_DATA PROVIDED:_
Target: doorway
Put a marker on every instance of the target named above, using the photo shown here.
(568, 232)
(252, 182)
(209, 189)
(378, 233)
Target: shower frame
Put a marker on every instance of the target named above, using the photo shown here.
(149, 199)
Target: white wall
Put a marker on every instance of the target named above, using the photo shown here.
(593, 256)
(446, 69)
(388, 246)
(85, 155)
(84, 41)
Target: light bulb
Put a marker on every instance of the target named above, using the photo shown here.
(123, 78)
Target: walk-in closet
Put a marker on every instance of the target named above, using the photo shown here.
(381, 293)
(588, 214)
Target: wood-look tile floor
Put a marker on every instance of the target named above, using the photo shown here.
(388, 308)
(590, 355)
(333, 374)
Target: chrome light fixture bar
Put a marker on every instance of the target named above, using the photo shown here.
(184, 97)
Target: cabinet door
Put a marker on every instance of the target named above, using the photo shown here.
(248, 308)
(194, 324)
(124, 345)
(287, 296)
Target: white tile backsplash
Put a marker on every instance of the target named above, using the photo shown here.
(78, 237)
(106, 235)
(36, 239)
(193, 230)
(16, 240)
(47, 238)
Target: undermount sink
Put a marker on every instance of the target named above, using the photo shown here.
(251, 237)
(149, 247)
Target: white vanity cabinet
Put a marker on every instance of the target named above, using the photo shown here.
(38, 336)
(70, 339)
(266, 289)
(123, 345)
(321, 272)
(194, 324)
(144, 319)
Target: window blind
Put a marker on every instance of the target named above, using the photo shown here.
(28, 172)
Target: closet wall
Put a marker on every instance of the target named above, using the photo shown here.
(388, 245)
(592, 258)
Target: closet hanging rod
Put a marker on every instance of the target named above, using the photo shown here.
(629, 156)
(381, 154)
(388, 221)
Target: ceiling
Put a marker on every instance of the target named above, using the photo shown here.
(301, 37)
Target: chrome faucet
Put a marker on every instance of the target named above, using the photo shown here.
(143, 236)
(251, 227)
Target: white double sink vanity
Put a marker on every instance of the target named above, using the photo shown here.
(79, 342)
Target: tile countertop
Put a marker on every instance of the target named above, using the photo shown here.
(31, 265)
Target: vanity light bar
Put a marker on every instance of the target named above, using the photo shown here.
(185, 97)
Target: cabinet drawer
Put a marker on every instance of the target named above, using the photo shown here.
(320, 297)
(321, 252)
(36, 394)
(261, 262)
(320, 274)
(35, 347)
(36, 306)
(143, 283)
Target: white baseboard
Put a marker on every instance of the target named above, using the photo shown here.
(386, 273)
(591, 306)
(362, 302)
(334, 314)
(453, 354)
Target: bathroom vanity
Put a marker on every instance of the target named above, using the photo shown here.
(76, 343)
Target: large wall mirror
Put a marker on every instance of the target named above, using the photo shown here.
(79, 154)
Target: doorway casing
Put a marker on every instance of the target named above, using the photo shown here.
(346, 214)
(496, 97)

_PROBLEM TO SOLVE:_
Reproduce, unchanged, the part of the material that opens with the line containing "Target: vanity light bar" and closes with the last line of the material.

_TASK RESULT:_
Target: vanity light bar
Put a marker on every instance of the target named above, using the photo shown here.
(185, 97)
Target: cabinet drawer
Put a marker on every instance of the target named above, using the photo shown here.
(320, 297)
(321, 252)
(36, 394)
(261, 262)
(320, 274)
(35, 347)
(36, 306)
(143, 283)
Target: white baseboard
Put a marker on every instance of the target named above, using the photo shown here.
(386, 273)
(591, 306)
(362, 302)
(334, 314)
(453, 354)
Target: bathroom vanity
Put a marker on every instance of the target named above, using the photo shown here.
(76, 343)
Target: large wall mirror
Put a marker on every instance of the target named above, using the photo shown here.
(79, 154)
Target: doorway casing
Put a marker on every instance of the target named above, using the photo shown here.
(346, 214)
(496, 97)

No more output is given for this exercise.